(Given entries begins)

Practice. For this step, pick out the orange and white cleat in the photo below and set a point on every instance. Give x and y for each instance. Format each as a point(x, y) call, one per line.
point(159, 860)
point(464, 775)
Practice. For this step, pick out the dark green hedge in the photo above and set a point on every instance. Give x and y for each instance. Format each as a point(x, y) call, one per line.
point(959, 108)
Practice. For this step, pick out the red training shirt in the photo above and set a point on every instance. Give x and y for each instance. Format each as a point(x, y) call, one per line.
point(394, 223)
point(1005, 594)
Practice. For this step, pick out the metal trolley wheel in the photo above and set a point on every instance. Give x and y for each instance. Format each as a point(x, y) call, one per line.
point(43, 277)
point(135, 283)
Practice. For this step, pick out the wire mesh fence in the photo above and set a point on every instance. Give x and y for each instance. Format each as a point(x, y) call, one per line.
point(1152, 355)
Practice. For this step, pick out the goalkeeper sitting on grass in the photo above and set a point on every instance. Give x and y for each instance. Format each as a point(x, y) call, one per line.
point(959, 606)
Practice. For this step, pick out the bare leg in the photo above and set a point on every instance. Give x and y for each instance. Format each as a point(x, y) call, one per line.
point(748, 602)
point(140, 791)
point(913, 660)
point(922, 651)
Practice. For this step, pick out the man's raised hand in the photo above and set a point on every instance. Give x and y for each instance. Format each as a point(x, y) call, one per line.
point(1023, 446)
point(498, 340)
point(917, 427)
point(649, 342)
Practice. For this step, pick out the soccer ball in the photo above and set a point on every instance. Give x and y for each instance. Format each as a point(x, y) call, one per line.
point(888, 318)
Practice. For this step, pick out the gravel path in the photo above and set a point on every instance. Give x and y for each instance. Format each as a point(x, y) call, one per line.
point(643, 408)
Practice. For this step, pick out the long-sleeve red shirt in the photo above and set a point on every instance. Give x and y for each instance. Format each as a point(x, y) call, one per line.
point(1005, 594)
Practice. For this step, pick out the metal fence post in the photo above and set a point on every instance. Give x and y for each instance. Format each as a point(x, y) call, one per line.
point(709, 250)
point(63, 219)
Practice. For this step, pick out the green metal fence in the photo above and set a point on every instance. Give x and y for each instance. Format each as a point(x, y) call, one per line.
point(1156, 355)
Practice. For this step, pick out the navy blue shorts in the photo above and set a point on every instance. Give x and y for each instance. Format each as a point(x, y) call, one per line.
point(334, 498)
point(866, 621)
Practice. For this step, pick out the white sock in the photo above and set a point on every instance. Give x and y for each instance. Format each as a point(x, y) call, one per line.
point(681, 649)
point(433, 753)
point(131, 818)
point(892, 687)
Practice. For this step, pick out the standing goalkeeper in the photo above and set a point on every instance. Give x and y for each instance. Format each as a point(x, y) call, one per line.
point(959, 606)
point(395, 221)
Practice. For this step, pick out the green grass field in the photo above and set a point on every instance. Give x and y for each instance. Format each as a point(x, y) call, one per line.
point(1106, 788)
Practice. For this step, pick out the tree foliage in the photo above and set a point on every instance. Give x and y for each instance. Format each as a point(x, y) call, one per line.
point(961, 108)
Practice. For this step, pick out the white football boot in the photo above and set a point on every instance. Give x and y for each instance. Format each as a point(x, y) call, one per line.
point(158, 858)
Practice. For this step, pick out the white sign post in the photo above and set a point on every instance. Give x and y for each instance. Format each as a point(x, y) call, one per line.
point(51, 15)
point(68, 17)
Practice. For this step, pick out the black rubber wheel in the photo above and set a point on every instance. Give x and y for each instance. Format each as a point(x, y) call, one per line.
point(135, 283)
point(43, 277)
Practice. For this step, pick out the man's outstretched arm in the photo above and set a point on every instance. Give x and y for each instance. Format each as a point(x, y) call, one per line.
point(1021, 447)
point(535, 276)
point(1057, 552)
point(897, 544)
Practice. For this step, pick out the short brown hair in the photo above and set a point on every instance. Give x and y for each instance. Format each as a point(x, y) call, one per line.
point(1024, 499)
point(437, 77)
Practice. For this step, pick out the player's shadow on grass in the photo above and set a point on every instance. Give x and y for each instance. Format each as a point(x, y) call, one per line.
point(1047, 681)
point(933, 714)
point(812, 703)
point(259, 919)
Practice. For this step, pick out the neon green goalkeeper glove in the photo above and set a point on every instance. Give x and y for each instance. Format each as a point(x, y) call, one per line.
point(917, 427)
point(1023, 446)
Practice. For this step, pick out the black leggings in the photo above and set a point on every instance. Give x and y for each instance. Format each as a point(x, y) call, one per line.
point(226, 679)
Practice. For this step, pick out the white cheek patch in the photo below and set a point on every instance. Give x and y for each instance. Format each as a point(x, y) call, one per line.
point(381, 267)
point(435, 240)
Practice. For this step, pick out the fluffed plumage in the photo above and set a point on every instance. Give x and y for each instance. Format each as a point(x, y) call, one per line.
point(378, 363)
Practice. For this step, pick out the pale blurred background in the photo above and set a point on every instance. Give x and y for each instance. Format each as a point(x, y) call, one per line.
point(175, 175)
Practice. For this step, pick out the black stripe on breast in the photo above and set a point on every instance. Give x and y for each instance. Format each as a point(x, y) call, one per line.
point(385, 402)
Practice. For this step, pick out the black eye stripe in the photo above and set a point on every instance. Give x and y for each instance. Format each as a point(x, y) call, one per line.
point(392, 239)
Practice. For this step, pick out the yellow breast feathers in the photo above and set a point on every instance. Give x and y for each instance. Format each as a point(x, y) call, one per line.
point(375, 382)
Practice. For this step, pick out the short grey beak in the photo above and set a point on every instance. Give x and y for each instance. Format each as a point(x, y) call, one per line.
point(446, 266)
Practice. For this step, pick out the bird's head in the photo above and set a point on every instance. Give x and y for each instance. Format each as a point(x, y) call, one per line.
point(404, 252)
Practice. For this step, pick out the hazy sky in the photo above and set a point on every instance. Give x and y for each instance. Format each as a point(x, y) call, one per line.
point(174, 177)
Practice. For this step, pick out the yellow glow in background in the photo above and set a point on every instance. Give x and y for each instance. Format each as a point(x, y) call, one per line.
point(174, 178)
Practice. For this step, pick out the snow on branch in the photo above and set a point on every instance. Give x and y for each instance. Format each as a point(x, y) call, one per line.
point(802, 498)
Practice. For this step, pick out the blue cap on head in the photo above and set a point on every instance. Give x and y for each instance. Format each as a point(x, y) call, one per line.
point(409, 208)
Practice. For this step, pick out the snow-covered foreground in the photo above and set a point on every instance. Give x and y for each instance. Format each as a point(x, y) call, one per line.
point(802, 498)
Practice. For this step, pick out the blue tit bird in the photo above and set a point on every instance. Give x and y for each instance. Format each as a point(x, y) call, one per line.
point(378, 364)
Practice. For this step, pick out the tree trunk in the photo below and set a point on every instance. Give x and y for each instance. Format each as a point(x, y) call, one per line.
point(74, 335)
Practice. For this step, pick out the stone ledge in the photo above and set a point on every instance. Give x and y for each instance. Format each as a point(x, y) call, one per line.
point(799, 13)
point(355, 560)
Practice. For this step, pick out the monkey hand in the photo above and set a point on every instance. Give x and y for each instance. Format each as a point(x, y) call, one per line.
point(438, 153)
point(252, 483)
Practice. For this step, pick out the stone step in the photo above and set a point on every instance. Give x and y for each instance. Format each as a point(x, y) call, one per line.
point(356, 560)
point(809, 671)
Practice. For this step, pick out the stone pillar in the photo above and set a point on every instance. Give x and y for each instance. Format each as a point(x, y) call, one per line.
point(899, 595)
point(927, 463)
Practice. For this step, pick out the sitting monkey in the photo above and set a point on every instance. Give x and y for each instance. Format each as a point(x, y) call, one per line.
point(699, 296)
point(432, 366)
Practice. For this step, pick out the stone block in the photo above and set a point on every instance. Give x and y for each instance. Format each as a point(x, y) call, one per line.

(Given entries ends)

## What to produce
Could every record be printed again exactly as it reads?

## Exercise response
Practice. For this step, pick out the orange and white cleat in the photo below and set a point on every instance. Give x and y for each instance. Format each as a point(x, y) call, one per line.
point(159, 860)
point(464, 775)
Practice. For this step, pick out the dark green hedge in the photo above and set a point on every instance. Give x and y for each instance. Format each as a point(x, y) call, one per line.
point(959, 108)
Practice. For this step, pick out the red training shirt in the photo above and set a point on every instance. Give x and y for each instance. Format each as a point(x, y) call, one per line.
point(394, 223)
point(1005, 594)
Practice. For this step, pick out the metal trolley wheel in the photo above and set a point on every instance. Give x and y for each instance. Format each as a point(x, y) call, one per line.
point(43, 277)
point(135, 283)
Practice. For this step, pick out the wire mesh fence in the photo above and set a point on every instance. Give x and y for each instance. Format each as a point(x, y) call, one per line.
point(1152, 355)
Practice. For this step, pick out the goalkeeper sitting on grass in the photo above and set a point on every instance. Give x and y for each instance. Format each as a point(x, y) call, one per line.
point(959, 606)
Practice. For this step, pick out the bare leg in the photo above and set a point on every instance. Give x and y for each instance. Format each as a point(x, y) call, one per line.
point(748, 602)
point(140, 791)
point(913, 660)
point(922, 651)
Practice. For this step, pick out the man's raised hand in the photo above and set a point on every instance. Give x and y for each instance. Format each as a point(x, y) call, one per line.
point(1023, 446)
point(498, 340)
point(917, 427)
point(649, 342)
Practice. For this step, pick out the soccer ball in the photo above and set a point on every instance. Give x and y for each instance. Format each as a point(x, y) call, one per line.
point(888, 318)
Practice. For this step, pick out the gravel path in the photo above and set a point on every instance. Give x and y for each instance. Format each as a point(x, y) call, one per line.
point(643, 408)
Practice. For this step, pick out the long-sleeve red shirt in the photo above and set a point on every instance. Give x and y for each instance. Format each as a point(x, y) call, one per line.
point(1005, 594)
Practice. For this step, pick out the metal fence post in the photo above and set a point on every instance. Give x and y for each instance. Format each as a point(x, y) call, one per line.
point(709, 250)
point(63, 219)
Practice. For this step, pick out the green metal fence in the photo above and set a point on every instance. Give x and y for each instance. Format each as a point(x, y) call, one per line.
point(1156, 355)
Practice. For this step, pick out the navy blue shorts in the photo above and set a point on every instance. Give x and y for each instance. Format each as a point(x, y) call, one per line.
point(334, 498)
point(866, 621)
Practice. For this step, pick out the white sock in the photo above and set a point on every instance. Give x and y for each instance. Format each as a point(x, y) call, one per line.
point(681, 649)
point(433, 753)
point(131, 818)
point(892, 687)
Practice. For this step, pick out the standing goalkeeper in the photo above and set a point on every instance. Give x and y for each instance. Format each as a point(x, y) call, one per line.
point(959, 606)
point(395, 221)
Practice. For this step, pick out the green grass field in the photo above and set a point on every instance. Give x and y for each instance. Format each as a point(x, y) call, one per line.
point(1106, 788)
Practice. For this step, pick out the tree foliage in the photo above and set a point on every instance. Give x and y for each instance. Format each as a point(x, y) call, one per line.
point(961, 108)
Practice. For this step, pick out the white football boot in the photo above and set a point on every instance. Give x and y for each instance. Format each as a point(x, y) call, one per line.
point(158, 858)
Practice. For this step, pick out the white sign post in the photo above and set a point on every instance. Give x and y for each instance. Format each as a point(x, y) call, one per line.
point(51, 15)
point(68, 17)
Practice. For this step, pick out the black rubber wheel in the photo above and set a point on every instance. Give x and y for each instance. Format each as a point(x, y) call, one per line.
point(135, 283)
point(43, 277)
Practice. For this step, pick out the man's outstretched arm in the photo above and set a point on every instance. Give x and y for each instance. Format each as a point(x, y) call, one per line.
point(1021, 447)
point(535, 276)
point(1057, 552)
point(897, 544)
Practice. For this step, pick out the short brown hair in the photo above and set a point on every instance. Give x and y for each instance. Format each as a point(x, y) call, one per line.
point(1024, 499)
point(437, 77)
Practice. For this step, pick out the player's shadow on grass in the photo above and set a point on every instance. Give x and y for each instance. Format each as a point(x, y) call, one per line.
point(1047, 681)
point(933, 714)
point(812, 703)
point(259, 919)
Practice. For this step, pick out the neon green goalkeeper glove in the photo above and set a point on every instance. Give x and y for each instance. Format each as a point(x, y) call, one per line.
point(917, 427)
point(1023, 446)
Practice. For this step, pick out the black leggings in the photo above and set a point on every instance. Give x and y for each instance. Format each as a point(x, y) call, one per line.
point(226, 679)
Practice. For this step, pick out the white cheek patch in the photo below and set a point on every instance. Give x and y for each instance. Format each as a point(x, y) call, one per line.
point(381, 267)
point(435, 240)
Practice. For this step, pick out the fluffed plumage in the photo above and set a point on every instance. Give x and y for each instance. Format each as a point(x, y) call, one per line.
point(378, 363)
Practice. For this step, pick out the pale blurred background in the photo above and set a point on every instance. Give x and y for each instance. Format each as a point(x, y) call, one per line.
point(175, 175)
Practice. For this step, pick out the black stripe on breast in the photo above and set a point on every instance. Give x and y for each instance. Format each as a point(x, y) call, one per line.
point(385, 402)
Practice. For this step, pick out the black eye stripe in the photo above and set a point on every instance. Give x and y for each instance. Format each as a point(x, y) call, one per line.
point(392, 239)
Practice. For this step, pick out the yellow breast feathers in the photo above and set a point on every instance. Give x and y for each instance. Format each as a point(x, y) call, one per line.
point(375, 382)
Practice. For this step, pick out the short grey beak in the photo above and set a point on every instance. Give x and y for each instance. Format each as a point(x, y) call, one per line.
point(446, 266)
Practice. For this step, pick out the bird's head in the photo above and set a point on every instance. Give x and y for each instance. Format each as a point(x, y) call, one per line.
point(404, 252)
Practice. For this step, pick out the hazy sky in the photo above and set a point on every instance. Give x and y for each instance. Format each as a point(x, y) call, one per line.
point(174, 177)
Practice. For this step, pick out the yellow glow in background in the photo above and set a point on every instance. Give x and y for each instance. Format each as a point(x, y) call, one per line.
point(174, 178)
Practice. For this step, pick out the snow on branch in the photo above and set a point on every instance. Give x and y for each instance. Format each as a point(x, y) call, one per line.
point(802, 498)
Practice. For this step, pick out the blue cap on head in the photo above and set a point on every instance. Give x and y for each instance. Format each as a point(x, y) call, one per line.
point(409, 208)
Practice. For this step, pick out the snow-covered foreground in the photo above and set a point on every instance. Give x and y for each instance. Format each as a point(x, y) call, one per line.
point(802, 498)
Practice. For this step, pick out the blue tit bird in the photo above and set a point on every instance. Give x and y for each instance. Format each as a point(x, y) call, one per line.
point(378, 364)
Practice. For this step, pick out the tree trunk in the photo below and set a point on every instance. Give x and y for each instance. Format each as a point(x, y) call, one per line.
point(74, 335)
Practice. For this step, pick out the stone ledge in the photo above and set a point on every instance. Give x and y for each instance. Format each as a point(x, y) call, one per line.
point(799, 13)
point(355, 560)
Practice. For this step, pick out the monkey hand in the photo above and set a point on every instance. Give x and y for each instance. Format each as a point(x, y) call, one per line.
point(438, 153)
point(252, 483)
Practice. For this step, pick out the stone step in the photo above and set a point on every instance. Give x and y for each instance. Format each as a point(x, y) call, one per line.
point(356, 560)
point(809, 671)
Practice. For this step, pick out the stone pillar in the photo above and set a point on every instance. Give x and y for each instance. Format each as a point(x, y) call, one per line.
point(899, 595)
point(927, 463)
Practice. For this step, pick out the sitting monkey in the photo above and set a point on every instance. Give x and y for each instance. Format each as a point(x, y) call, one per line.
point(699, 296)
point(432, 366)
Practice. For this step, pick out the stone block in the photo above and set a point on every instance. Give x and y for each instance. Format each as a point(x, y) call, one per line.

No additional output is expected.